## [TEXT SEGMENT]

*** Block opens ***

Then later nature called.

*bring bring* Hello, Chip? Go to the bathroom. This is the time I should poop out the pizza.

I went to the bathroom and peed five drops. 

That's how much water this pizza absorbed inside of me. 

Then my body absorbed this entire pizza. Every molecule went to making new cells. I never did poop out a residual portion. Nothing. No constipation. No discomfort. No stomach noises. No pee, no poop. No hunger the whole next day. Rarely is digestion this complete. Rarely is satisfaction this long. It's just another of those mysteries of life on earth. This was a magical pizza.

Fettuccine, cream sauce, spinach and pecans




Liquid cream ↑.

Solid cream ↓. Delightfully, it tastes like lemon.



This is delicious but ultimately it is fail.

My goal was to use the noodles as vehicle for lox instead of bagel or artisan bread. The whole idea was to use the lox.

But when the time came to eat it I was no longer hungry and I was tired from futzing around with making the noodles. My machine is acting up. The thickness-dial keeps slipping and my work surface was crowded with extraneous things. My neck hurt again. I could have gone without eating and in that critical moment where it all comes together at the end I was looking for peas in a crowded freezer, scrounging for vegetative things to add, clearing out the refrigerator of things that became too old, tossing out things like mad, clearing out the whole thing, I completely spaced out the lox. 

I did not add the usual things to poke out the flavor profile. I'm out of black pepper and I forgot to buy it the last two trips to the grocery,  no mustard, no herbs. Just basil that became too wet to use. But I used it anyway and threw out the entire package and it was a large package too. I could have planted them in the Aerogarden had I got to them sooner. But I didn't. 

The tomatoes too beautiful to ignore are now all wrinkly.

*** Block closes ***

## [WORK INSTRUCTION 1]
Name every ingredient listed in the heading of the pasta dish in the text about the pizza and the pasta dish.
## [WORK INSTRUCTION 2]
Continue the text about the pizza and the pasta dish, starting after its final sentence about the wrinkly tomatoes.
The lines that come next have no connection to the text about the pizza and the pasta dish.

## [DATASET EXTRACT]
*** Block opens ***

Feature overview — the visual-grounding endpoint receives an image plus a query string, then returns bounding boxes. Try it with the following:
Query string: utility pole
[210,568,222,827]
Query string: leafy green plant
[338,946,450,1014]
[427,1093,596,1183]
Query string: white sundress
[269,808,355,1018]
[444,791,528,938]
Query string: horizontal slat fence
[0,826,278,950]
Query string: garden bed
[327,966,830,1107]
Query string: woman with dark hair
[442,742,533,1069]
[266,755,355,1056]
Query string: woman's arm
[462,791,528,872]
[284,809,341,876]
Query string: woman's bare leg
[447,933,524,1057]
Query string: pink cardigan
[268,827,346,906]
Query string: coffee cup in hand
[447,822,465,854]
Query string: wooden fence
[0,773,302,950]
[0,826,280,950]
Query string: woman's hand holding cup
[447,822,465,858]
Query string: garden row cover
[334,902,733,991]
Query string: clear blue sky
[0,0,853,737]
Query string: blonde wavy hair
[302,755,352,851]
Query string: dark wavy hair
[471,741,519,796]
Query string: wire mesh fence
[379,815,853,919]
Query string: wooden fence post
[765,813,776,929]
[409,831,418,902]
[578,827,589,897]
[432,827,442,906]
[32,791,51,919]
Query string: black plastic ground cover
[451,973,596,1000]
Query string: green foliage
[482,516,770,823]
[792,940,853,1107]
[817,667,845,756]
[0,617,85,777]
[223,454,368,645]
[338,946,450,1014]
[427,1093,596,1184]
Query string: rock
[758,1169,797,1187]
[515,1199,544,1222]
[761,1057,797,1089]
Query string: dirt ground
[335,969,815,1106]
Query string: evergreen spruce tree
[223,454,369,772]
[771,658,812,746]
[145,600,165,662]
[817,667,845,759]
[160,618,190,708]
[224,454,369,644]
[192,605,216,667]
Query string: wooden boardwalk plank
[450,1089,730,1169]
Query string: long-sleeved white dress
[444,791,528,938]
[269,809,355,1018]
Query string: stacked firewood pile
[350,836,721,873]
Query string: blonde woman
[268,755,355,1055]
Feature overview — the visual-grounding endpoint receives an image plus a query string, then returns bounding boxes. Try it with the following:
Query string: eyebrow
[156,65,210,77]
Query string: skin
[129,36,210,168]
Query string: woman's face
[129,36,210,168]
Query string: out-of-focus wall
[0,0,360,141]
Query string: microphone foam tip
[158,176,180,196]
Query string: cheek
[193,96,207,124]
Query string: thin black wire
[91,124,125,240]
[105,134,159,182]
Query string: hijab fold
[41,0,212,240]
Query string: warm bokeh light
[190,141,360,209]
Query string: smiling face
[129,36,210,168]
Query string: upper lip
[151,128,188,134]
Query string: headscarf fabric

*** Block closes ***

## [OUTPUT 1]
Fettuccine, cream sauce, spinach, pecans

## [OUTPUT 2]
The frozen vegetables at the bottom of the pile in the freezer. And I was too tired to unstack it all and put it all back.

The fresh vegetables in the refrigerator are all thrown out. 

The tinned vegetables are the wrong kinds. 

The cooked pasta has a beaten egg in it, so two eggs, one egg in the pasta and a second egg in the sauce. The second egg is cooked by the heat of the pasta along with the homemade sour cream.

The basil and salt and nutmeg are meager. It's like hospital food.

But I loved it. 

I really do love making my own noodles. There just isn't anything like it. 
Here's what you do:

Take and egg and crack it into a bowl. 

Now you have two egg shell cups.

Use the larger egg shell cup and fill it with water. Add the water to the egg and whisk them together.

Blend in semolina flour, estimating from 20% to 50%. 

Blend in A/P flour or bread flour in increments until you get a very stiff dough.

Stiff dough. Very stiff. The commercial noodle makers dough is nearly totally dry. 

Knead the dough ball for a few minutes. 

Let it sit there under the overturned bowl.

Say, twenty minutes. 

Mine stayed for about 45 minutes. Because I was tired.

This time allows an enzyme in the flour to begin breaking it down. That translates to a softer dough ball. 

Cut the dough ball in two and flatten them out.

Roll them to the desired thickness.

This is advanced greatly by using a machine made for this. But that is not necessary. Hand-rolled and hand-cut pasta is fantastic and not much trouble at all. They're usually a good deal thicker. And obviously cut with less precision. People have been doing this for centuries. 

The pasta cooks in seconds. It is not possible to have them al dente. 

Unless you dry them to hardness first and that takes a few days. 

When you dry them quickly, such is possible in Denver, or by using an oven, they tend to break.

Commercially, the Americans probably have some way to do this quickly while the Italians move the pasta through rooms with decreasing degrees of moisture. 

I still have the lox and I still need to use it some way. I'm thinking of eggs. And I can always make bread.